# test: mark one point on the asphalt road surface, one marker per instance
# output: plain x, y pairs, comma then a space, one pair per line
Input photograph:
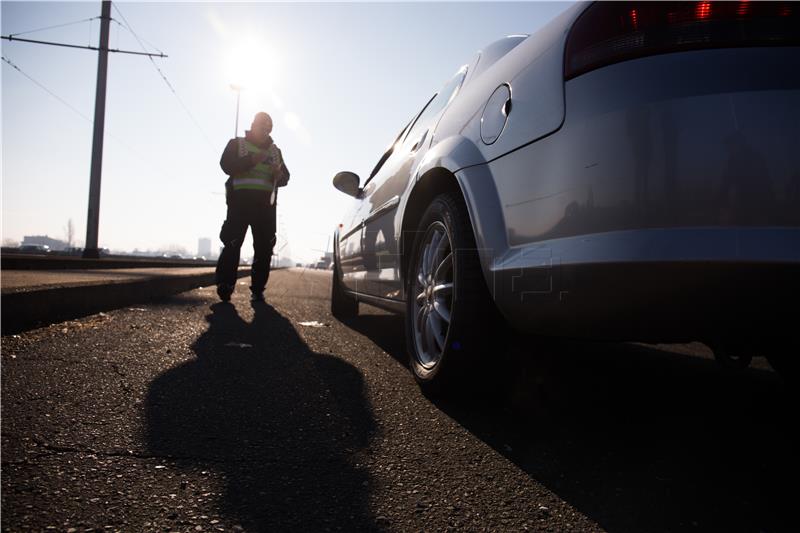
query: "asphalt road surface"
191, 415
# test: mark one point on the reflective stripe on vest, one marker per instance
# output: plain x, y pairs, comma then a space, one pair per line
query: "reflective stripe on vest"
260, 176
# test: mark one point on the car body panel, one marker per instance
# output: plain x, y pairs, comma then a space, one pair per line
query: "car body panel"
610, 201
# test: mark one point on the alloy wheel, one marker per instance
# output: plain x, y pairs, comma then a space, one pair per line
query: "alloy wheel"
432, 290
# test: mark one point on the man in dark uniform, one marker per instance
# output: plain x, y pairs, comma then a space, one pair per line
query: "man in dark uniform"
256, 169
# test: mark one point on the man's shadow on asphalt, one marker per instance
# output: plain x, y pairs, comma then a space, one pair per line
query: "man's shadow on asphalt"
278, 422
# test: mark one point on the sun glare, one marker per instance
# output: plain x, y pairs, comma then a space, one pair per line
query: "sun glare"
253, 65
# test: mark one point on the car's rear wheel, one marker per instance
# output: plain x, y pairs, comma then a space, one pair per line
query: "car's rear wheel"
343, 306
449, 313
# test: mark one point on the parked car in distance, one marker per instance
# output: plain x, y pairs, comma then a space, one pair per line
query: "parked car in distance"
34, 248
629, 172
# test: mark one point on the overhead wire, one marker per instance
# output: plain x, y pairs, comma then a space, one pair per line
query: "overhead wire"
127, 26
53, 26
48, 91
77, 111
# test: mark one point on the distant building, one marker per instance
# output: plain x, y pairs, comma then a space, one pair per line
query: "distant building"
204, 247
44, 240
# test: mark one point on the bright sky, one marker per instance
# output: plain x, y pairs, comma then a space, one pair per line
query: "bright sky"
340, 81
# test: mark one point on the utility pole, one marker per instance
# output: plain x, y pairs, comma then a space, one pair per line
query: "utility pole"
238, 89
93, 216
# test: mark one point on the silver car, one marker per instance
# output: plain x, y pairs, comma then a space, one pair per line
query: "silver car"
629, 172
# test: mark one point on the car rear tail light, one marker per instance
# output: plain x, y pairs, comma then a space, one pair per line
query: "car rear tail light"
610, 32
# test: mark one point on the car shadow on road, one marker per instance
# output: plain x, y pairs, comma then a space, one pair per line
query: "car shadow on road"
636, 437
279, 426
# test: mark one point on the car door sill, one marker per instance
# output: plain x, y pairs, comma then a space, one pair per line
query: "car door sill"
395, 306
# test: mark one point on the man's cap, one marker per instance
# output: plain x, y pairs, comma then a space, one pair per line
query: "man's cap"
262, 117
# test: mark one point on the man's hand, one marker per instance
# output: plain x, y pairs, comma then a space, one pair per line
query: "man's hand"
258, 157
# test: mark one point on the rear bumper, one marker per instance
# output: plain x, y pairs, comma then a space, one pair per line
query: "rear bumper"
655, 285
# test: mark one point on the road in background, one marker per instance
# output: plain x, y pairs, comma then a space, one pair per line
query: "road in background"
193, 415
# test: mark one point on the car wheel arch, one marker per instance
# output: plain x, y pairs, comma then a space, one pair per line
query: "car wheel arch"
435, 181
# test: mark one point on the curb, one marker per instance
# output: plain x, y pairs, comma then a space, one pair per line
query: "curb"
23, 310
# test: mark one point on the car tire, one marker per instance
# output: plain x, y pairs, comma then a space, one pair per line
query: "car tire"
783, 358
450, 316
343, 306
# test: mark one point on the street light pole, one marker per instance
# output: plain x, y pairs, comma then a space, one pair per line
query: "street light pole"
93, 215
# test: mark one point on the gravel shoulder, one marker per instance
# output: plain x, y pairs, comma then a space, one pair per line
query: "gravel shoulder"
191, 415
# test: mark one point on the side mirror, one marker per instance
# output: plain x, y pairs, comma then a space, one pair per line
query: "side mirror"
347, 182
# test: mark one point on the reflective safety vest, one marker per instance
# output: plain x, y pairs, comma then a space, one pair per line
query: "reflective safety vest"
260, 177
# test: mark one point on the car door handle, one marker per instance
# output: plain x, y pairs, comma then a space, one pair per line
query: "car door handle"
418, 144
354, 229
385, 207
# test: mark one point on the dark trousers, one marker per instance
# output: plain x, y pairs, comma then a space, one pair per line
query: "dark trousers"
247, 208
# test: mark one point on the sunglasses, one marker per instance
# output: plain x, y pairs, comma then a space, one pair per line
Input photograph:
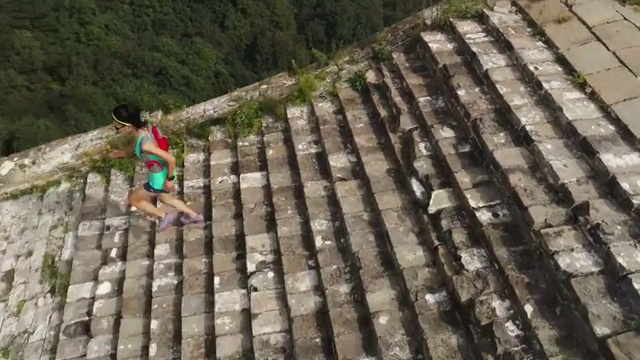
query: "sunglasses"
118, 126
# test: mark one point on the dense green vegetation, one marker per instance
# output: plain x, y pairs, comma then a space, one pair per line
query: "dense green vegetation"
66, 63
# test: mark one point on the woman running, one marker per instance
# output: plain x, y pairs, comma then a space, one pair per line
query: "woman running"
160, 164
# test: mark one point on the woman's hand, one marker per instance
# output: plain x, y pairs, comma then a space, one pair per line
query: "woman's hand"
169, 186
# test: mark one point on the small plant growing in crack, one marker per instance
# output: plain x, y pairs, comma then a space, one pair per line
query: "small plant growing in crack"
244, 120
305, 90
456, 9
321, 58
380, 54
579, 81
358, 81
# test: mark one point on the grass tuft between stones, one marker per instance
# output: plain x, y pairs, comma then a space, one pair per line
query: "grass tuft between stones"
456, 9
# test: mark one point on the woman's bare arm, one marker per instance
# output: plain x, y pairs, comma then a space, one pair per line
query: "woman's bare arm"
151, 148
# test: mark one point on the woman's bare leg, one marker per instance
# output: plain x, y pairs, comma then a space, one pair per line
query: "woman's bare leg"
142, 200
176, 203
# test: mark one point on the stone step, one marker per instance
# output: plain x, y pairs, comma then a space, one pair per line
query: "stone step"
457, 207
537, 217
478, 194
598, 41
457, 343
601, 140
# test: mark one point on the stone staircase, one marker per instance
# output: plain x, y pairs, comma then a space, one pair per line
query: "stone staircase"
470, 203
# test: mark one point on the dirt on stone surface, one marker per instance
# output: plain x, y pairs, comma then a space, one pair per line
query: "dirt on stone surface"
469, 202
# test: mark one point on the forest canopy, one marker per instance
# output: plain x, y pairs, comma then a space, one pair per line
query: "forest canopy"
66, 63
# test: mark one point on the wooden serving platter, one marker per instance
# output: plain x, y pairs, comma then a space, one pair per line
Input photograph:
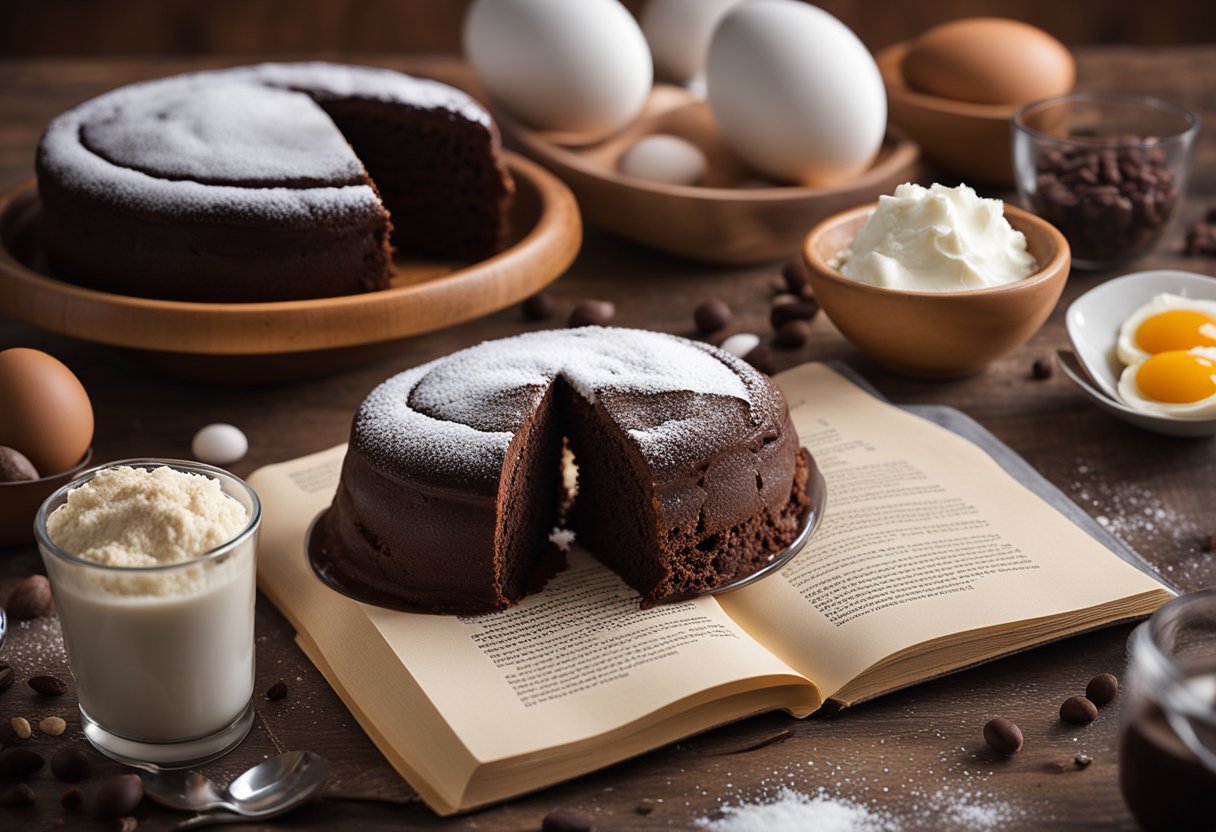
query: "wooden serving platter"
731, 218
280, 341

TASK DETAILS: Could you print the whole listing again, exactly, leaving the pictures out?

TASK ANSWER:
# test: mark one point on the asphalt road surface, one marker per instance
# output: plain x, y pairs, comma then a space, one pair per line
Input photograph:
query: "asphalt road surface"
191, 415
# test: mark one point on the reflective stripe on vest, one marker per instance
# output: plain x, y pairs, comma then a space, one pair per line
query: "reflective stripe on vest"
260, 176
# test: mark one point on the car body panel, one marker per instance
# output: plain x, y pairs, comma then a space, one pair per line
query: "car body panel"
610, 201
# test: mark one point on the alloy wheel, one marker per instance
# output: plain x, y pairs, comma then a space, one pair per line
query: "alloy wheel"
432, 290
# test: mark one point on the man in dark uniform, one marker per instance
# output: plain x, y pairs, comma then a space, one pair per line
query: "man in dark uniform"
256, 169
# test: mark one point on the man's shadow on asphalt, one marker per instance
# output: plain x, y pairs, comma then a space, one pair per line
query: "man's shadow on asphalt"
278, 422
# test: mark one point on the sun glare, one marker per instance
# output: plain x, y pairs, comma then a space, one pair per line
query: "sun glare"
253, 65
# test: mark one point on the car's rear wheel, one marker per instance
# output: plain x, y pairs, comma then a space, one pair per line
query: "car's rear wheel"
343, 306
449, 313
# test: mark one point on the parked car in distance, one marker per instance
# output: plain x, y pairs, comma then a space, one pair per line
query: "parked car in distance"
34, 248
629, 172
# test: mark one point on the overhead wire, one marker per instance
# output: plain x, y pairs, comma then a space, one pair per line
query: "overhead wire"
127, 26
53, 26
48, 91
77, 111
# test: mark one point on the distant building, one marker per instance
# output: plain x, y pairs, comma then a space, one pair per line
query: "distant building"
204, 247
44, 240
# test: mark one point on the bright sky, one marker per instance
# output: plain x, y pairs, comma then a space, one pair per line
query: "bright sky"
340, 81
# test: mark one point on the utility pole, one marker per instance
# output: plain x, y pairs, comma then a space, one pair per line
query: "utility pole"
238, 89
93, 216
# test: mark one point on the silver car, one marker per instance
# output: plain x, y pairs, comma then a space, one pair per line
query: "silver car"
629, 172
# test: mark one point on the car rear tail light, one marker per instance
# output: plain x, y pairs, comma then a space, one pair per line
query: "car rear tail light"
610, 32
# test: mark one point on the car shadow on road, one marker per instance
# output: plain x, y pairs, comma then a space, one pair per line
query: "car shadow on road"
636, 437
279, 426
# test: mark one point on the car door sill, one marker per instance
# output: plain x, y pairs, comma then a space, one pair per line
query: "car door sill"
395, 306
# test: mark one point on the man's cap, one marker per instance
# output: plain x, y pairs, comma then a space, one pair per line
query: "man's cap"
262, 117
# test: mark one point on the man's hand, one marker per instance
# output: plain x, y pairs, comma then a space, one pair per line
query: "man's hand"
258, 157
# test: mark one point on the rear bumper, one marker per instance
# output: plain x, y pairs, comma then a space, one pair per line
query: "rear bumper"
655, 285
# test: mark one point on the road in background, one marker per instance
# output: plain x, y pairs, comma then a space, one pair per line
query: "road in background"
193, 415
# test: mark one point on the car wheel arch, one marker per instance
# output: plain x, y pairs, comma then a space, one pair per line
query: "car wheel arch"
435, 181
# test: mark one point on the curb, one marker per instance
# output: plain x, y pairs, comma then a space, one pair per line
query: "curb"
23, 310
# test: mark one point on the car tire, one marker per instance
# output: plain x, y pairs, comma then a space, one pair per line
query: "car tire"
783, 358
450, 316
343, 306
# test: mark one point on the street light pole, one marker per instance
# output: plain x, y pairs, comma then a space, one pair per line
query: "street light pole"
93, 215
# test: mark one point on the gravel shoulder, one marker per instance
# output: plain x, y pairs, comma then a space, one pair per line
query: "gravel shoulder"
191, 415
# test: mark one point on the side mirror, one marker per instance
# output: plain x, y pairs, comma then a space, one pair per line
query: "side mirror"
347, 182
# test: mark one point on the reflective safety vest, one marker per instance
# output: plain x, y pairs, comma then a space, one pair per line
query: "reflective safety vest"
260, 177
# test: mark one point on the car door handle, one marker per instance
# output: plain x, y pairs, comma then a space, one pair per line
query: "car door handle"
418, 144
354, 229
385, 207
# test: mark one point on the dark trousers, one marker per instance
# output: plain x, y pairs, comma then a space, one pair per line
query: "dark trousers"
247, 208
# test: mark one point on the sunglasses, one marker per instance
# output: plain x, y pairs, comma then a space, one pair per line
Input photograph:
query: "sunglasses"
118, 126
# test: mark one point on the dense green vegetation, one marker per instance
# output: plain x, y pairs, comma then a space, one pair per line
query: "dense green vegetation"
66, 63
# test: mark one point on the woman running, one marker per instance
# output: plain x, y pairs, comma then a space, one pair per line
query: "woman running"
160, 164
# test: mark one point on the woman's hand, one marker per instance
# output: plain x, y pairs, comma then a space, one pair per line
query: "woman's hand"
169, 186
# test: mark one point on the small plant growing in crack, one marker per instance
# output: plain x, y pairs, comma then a space, one pair per line
query: "small plant growing in crack"
244, 120
305, 90
456, 9
321, 58
380, 54
579, 81
358, 81
# test: mark one point on the grass tuft between stones, one marker per instance
# output: plain x, y pairs, comma then a space, one pair per line
query: "grass tuft between stones"
456, 9
# test: mark one point on the woman's bare arm, one marker per instance
# output: plain x, y pairs, comma then a space, one pair per line
query: "woman's bare arm"
151, 148
# test: mark one point on the woman's bare leg, one marker per instance
# output: plain x, y pairs, comma then a space, one pair per line
query: "woman's bare leg"
142, 200
176, 203
# test: mark one point on the stone step, one marker per instance
# output: plain x, y pairs, comma then a space, one pair per line
query: "stone step"
457, 207
537, 217
478, 194
598, 41
457, 343
601, 140
# test: mark one point on the stone staircase, one marker per instance
# output: plain x, y pairs, comma then a space, one pair per line
query: "stone staircase"
470, 203
# test: mark one point on the dirt on stone surface, one marker per instance
# output: plain x, y pairs, comma then a space, one pair per line
query: "dirt on stone surface"
469, 202
# test: mark one point on the forest canopy, one marker per instance
# output: plain x, y pairs, comma then a space, one pair per line
query: "forest canopy"
66, 63
# test: mark one point on the wooden serving platter, one marker per instance
# output: plain x, y pairs, comma then a space, one pair per line
Input photograph:
query: "wooden serving platter"
731, 218
280, 341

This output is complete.